(PAGE EXCERPT)

Then we went to stay with a nomadic family for the night, which I was really looking forward to, but was an all at once lovely and difficult experience.

First of all, they moved out of their Ger for the night so that Naraa and I could stay there while they stayed in the house they’d built for winter. According to Naraa, they usually sleep in the Ger anyway (and I can see why, it’s super cosy and lovely). To have vacated it just for us shows incredible hospitality.

They then fed me so well. While they cooked dumplings with horse meat, they had a bunch of cold bits and pieces of leftover meat in a bowl with a massive knife sitting on the table with potatoes and bread. I tried some horse intestine, which was SO tasty. It was like the nicest pork fat you’ve ever had, except a slightly different flavour. I was passed a communal cup of vodka multiple times, and I was even given some kind of Mongolian traditional snuff.

We didn’t talk much, and I only really communicated anything more than ‘yes’ or ‘no’ through Naraa, but it was very nice. Later on, I played cards with the men in the Ger before we went to sleep. And I guess this is where I can start to explain the difficulty of this for me.

It’s impossible as someone traveling through countries you don’t know the language in to get a full picture of what people think of things, and I think I got a more authentic experience by having Naraa as my guide, but I’m still just a tourist in the end. I’d love to know what these people thought about life and the world and this random white girl staying in their house eating their delicious food and being slightly awkward, but I’ll never really know. We brought them gifts and things of course, but they were still so nice to show me such hospitality, to vacate their home for the night so I could sleep in it, to cook so much amazing food, to lead me around on a horse in the freezing cold. I really loved it, but I also felt kind of weird about all of it. It’s so interesting to see how other people live their lives, but it feels a little too much like I’m treating them like a museum display when I can’t actually have a two-way conversation about it.

In any case, I probably worry a bit too much about these things. If it were flipped and someone was brought to my house, I think I’d show them the equivalent level of hospitality out of a wish that they feel as much at home as possible in such a different place. So I should probably just trust that that is what’s happening here instead of over-analysing things. People are just nice. The world is a good place. Shut up, brain.

After a very hot night in the Ger (they kept the fire WAY high for us. At a certain point I went OUTSIDE into the -20C or so cold to get some relief from the sauna), being led around on a horse in the morning, and driving around to try to spot deer and wild horses and yaks, we headed back to the madness of UB, which I found to be probably the most stressful city I’ve been in so far. (Even counting China!) The traffic is just unreal and the smog is horrendous. It’s really too bad to have that in an otherwise gorgeous country. But I did have a good chat with Naraa about how the use of English on signs and in shops is annoyingly taking over Mongolian print because the perception that it’s fashionable.

I managed to get all my shopping done – gifts as well as food and drink for the NEW YEAR TRAIN – and went to bed without sleeping much because I never sleep when I have to worry about getting up super early to catch a train.

Naraa was nice enough to get up and call me a taxi to the station, and Tungaa’s grandma very sweetly saw me out the door at 6.30am. They were really such a lovely family to stay with and I hope I get to go back to Mongolia in the summer with a big ol’ group of people and get Naraa to take us into the Mongolian wilderness for a few weeks. It’s still the one place on this trip I definitely want to go back to.

(End PAGE EXCERPT)
(DATA SEGMENT)

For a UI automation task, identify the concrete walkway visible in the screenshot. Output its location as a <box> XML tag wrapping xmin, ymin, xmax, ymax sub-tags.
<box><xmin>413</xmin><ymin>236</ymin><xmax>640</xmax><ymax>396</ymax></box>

(End DATA SEGMENT)

YOUR OBJECTIVE: In the account of staying with a nomadic family in Mongolia, where did the family sleep after moving out of their Ger for the night?

OUTPUT FOR THIS EXERCISE: In the house they'd built for winter.